▶ [EXTRACTED DATA]:

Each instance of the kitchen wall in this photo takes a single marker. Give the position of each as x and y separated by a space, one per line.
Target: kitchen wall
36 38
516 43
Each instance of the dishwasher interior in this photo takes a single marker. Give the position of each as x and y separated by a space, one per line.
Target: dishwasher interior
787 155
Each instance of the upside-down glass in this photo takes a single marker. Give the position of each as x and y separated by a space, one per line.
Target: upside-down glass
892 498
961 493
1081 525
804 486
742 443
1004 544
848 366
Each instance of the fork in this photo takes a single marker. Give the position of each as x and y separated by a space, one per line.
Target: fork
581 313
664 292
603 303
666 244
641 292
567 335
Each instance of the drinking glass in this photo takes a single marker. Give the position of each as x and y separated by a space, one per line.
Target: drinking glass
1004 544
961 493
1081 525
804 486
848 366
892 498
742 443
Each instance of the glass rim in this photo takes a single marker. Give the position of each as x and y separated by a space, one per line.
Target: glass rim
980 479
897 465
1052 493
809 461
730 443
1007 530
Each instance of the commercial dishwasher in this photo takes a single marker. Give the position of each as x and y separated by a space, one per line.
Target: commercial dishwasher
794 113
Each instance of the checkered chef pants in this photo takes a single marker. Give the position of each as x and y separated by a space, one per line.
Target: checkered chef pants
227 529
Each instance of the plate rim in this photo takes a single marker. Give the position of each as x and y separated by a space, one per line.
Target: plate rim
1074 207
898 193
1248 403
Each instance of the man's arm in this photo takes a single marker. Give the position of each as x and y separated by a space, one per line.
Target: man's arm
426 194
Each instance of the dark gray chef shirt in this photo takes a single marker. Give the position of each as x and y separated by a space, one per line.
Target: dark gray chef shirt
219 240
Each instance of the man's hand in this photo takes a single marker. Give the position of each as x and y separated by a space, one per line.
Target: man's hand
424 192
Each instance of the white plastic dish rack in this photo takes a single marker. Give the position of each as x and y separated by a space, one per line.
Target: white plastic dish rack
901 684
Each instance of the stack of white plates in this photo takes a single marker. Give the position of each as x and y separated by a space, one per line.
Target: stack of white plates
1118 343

▶ [TASK STATEMENT]: Copy the items from the line containing "Each instance of the stack" through the last one, swapping "white plates" for "dinner plates" and leaving everything else as it is.

▶ [CORRECT ANSWER]:
Each instance of the stack of dinner plates in this photo takes a single marker. Give the position of each as x and y separated by a space, one per line.
Target: stack of dinner plates
1118 343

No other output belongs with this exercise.